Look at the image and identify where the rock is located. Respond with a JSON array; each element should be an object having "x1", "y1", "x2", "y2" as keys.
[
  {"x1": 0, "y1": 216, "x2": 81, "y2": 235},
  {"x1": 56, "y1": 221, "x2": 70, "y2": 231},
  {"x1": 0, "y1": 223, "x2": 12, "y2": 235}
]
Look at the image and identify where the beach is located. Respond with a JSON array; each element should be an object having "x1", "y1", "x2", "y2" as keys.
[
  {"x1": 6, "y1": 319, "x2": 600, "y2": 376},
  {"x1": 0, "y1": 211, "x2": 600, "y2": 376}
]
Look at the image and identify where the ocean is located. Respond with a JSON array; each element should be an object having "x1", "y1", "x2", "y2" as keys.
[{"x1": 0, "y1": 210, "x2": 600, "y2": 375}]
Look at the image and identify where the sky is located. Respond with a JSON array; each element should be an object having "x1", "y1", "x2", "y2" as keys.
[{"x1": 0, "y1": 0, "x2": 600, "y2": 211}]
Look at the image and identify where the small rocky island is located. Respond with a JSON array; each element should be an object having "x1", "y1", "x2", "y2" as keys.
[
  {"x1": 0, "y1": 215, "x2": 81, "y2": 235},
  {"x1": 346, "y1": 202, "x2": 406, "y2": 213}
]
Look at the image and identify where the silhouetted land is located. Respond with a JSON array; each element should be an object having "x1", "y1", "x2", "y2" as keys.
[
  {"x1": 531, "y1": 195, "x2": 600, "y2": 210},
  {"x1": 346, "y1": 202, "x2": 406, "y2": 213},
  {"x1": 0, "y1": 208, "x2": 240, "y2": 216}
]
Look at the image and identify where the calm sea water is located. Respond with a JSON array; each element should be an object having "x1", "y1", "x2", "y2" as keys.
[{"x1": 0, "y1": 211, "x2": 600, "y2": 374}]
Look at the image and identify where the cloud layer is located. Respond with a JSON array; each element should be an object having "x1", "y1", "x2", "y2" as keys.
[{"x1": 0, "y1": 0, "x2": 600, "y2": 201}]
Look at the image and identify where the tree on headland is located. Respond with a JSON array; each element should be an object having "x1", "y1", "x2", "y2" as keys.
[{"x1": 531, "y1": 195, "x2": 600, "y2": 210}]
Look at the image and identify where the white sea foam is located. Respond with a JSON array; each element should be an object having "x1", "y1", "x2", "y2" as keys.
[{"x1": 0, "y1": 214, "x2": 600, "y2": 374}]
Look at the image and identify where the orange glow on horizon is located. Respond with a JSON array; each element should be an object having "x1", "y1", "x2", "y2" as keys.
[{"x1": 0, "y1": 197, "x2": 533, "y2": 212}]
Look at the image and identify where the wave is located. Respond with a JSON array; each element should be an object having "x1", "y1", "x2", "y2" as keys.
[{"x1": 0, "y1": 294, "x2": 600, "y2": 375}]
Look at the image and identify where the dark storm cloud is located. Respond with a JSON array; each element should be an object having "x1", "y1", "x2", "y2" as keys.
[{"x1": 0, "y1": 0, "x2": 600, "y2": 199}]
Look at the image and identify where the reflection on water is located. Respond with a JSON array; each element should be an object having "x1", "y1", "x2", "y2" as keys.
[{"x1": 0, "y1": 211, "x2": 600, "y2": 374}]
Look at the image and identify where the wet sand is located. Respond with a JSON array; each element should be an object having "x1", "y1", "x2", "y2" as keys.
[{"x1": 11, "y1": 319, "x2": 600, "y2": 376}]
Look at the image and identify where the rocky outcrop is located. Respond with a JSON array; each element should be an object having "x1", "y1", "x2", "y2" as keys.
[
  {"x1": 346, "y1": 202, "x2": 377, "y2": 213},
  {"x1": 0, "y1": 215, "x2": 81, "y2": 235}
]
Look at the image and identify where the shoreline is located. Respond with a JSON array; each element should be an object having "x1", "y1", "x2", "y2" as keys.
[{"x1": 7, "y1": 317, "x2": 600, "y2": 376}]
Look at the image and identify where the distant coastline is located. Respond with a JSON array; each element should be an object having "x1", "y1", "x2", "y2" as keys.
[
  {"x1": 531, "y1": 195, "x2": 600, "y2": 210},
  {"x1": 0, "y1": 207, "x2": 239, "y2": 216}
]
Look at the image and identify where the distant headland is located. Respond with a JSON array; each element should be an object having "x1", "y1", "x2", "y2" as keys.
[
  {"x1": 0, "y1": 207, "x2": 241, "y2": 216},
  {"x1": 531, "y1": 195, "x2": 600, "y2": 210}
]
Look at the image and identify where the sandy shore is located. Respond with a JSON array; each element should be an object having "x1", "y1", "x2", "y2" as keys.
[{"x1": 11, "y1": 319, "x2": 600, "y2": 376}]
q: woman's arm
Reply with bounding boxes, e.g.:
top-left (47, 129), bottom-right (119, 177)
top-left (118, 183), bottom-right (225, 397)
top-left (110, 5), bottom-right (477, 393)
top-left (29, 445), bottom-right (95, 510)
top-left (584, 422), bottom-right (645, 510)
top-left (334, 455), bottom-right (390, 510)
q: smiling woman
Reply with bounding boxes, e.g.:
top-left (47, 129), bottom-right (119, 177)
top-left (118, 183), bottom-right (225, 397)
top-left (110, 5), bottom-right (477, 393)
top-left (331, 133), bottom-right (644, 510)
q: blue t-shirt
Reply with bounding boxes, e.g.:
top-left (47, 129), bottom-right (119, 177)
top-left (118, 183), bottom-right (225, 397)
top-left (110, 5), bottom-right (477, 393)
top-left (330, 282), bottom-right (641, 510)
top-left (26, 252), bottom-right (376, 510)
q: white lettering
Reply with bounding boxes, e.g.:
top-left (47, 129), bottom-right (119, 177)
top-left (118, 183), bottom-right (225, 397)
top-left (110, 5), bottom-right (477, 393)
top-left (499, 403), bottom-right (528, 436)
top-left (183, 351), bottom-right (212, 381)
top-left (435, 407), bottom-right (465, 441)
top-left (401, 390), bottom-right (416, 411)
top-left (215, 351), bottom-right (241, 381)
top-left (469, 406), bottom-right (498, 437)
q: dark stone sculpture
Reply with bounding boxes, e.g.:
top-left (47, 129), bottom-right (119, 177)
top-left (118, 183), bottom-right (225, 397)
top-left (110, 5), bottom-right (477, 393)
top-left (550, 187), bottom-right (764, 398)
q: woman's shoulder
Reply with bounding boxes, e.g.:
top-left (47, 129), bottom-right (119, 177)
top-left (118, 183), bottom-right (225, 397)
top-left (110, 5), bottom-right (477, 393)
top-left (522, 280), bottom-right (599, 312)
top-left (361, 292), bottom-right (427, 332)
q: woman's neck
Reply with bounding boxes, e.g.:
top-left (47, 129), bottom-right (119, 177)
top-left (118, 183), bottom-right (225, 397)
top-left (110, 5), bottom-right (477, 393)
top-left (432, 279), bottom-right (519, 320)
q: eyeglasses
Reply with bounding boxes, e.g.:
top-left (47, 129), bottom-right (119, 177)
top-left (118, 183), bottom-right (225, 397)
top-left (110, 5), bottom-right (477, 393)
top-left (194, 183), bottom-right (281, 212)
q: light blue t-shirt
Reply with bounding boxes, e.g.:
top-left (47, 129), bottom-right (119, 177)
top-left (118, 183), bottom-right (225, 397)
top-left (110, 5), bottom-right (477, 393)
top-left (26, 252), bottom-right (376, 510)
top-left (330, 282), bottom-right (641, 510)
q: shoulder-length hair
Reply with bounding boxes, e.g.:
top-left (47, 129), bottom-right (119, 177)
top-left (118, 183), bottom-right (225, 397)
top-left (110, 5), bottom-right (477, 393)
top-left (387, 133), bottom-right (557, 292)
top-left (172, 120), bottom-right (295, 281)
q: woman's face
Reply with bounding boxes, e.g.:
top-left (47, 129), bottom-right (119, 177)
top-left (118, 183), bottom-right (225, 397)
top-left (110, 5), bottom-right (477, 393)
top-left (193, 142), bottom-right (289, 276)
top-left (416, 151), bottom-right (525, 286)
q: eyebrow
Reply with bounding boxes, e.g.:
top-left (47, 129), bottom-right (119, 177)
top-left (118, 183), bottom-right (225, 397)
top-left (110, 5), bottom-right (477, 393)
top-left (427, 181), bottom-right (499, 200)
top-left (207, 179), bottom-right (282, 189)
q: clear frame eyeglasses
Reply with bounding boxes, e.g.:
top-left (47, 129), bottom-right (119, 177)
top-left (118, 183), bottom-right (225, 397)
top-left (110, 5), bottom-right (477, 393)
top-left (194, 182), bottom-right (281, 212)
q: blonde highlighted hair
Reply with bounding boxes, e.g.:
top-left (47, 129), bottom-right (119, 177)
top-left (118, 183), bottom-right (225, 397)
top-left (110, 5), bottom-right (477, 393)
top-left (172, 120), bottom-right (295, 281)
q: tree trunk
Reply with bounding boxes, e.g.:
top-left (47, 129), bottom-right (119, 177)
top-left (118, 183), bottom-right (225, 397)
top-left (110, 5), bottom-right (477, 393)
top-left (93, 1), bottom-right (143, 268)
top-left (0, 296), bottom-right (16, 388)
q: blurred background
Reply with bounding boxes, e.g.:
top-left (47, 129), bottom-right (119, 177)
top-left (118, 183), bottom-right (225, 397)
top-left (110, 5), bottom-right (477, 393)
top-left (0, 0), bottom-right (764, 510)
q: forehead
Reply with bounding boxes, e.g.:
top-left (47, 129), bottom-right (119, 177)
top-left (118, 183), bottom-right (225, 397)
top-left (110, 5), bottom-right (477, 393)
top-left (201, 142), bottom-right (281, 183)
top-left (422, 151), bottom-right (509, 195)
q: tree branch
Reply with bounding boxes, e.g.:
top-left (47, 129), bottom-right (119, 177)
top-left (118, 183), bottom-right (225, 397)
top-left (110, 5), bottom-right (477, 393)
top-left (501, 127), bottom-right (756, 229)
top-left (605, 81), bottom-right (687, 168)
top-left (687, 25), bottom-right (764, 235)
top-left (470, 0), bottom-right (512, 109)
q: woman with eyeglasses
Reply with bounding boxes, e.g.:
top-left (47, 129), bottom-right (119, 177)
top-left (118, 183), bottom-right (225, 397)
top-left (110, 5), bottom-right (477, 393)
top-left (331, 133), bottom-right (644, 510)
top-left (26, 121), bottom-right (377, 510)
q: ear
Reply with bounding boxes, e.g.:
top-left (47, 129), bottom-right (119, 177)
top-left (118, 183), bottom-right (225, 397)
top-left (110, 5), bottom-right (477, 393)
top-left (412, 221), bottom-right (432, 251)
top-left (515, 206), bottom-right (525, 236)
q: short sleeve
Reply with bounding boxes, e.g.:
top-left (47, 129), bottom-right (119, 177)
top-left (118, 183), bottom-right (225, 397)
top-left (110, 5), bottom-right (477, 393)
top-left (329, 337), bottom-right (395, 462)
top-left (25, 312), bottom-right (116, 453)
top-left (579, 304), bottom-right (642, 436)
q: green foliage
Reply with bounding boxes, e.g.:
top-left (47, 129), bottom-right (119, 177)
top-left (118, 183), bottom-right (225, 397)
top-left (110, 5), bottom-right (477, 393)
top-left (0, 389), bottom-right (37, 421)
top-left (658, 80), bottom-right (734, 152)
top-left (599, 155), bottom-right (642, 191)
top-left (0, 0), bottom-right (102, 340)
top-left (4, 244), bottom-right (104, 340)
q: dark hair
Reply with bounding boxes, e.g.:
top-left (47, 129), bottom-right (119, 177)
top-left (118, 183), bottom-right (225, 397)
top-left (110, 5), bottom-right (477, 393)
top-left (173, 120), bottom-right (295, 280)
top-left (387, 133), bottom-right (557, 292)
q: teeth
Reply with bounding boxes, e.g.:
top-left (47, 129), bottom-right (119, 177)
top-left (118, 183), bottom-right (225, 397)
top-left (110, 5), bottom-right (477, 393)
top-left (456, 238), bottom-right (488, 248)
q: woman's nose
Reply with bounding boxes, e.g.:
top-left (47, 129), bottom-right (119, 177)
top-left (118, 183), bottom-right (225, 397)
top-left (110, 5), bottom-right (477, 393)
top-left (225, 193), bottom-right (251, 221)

(Short problem)
Rewrite the material from the line with "q: woman's neck" up to and including the line with "top-left (194, 183), bottom-right (281, 212)", keeping every line. Shift each bounding-box coordinate given as an answer by adding -118 to it, and leave the sample coordinates unchanged.

(Answer for the task)
q: woman's neck
Reply with bounding boxes, e.g.:
top-left (47, 129), bottom-right (119, 177)
top-left (118, 183), bottom-right (225, 397)
top-left (110, 5), bottom-right (477, 393)
top-left (314, 161), bottom-right (401, 202)
q: eyeglasses
Reply with bounding boxes, e.g.:
top-left (47, 129), bottom-right (119, 177)
top-left (118, 183), bottom-right (225, 397)
top-left (110, 5), bottom-right (477, 393)
top-left (76, 65), bottom-right (163, 94)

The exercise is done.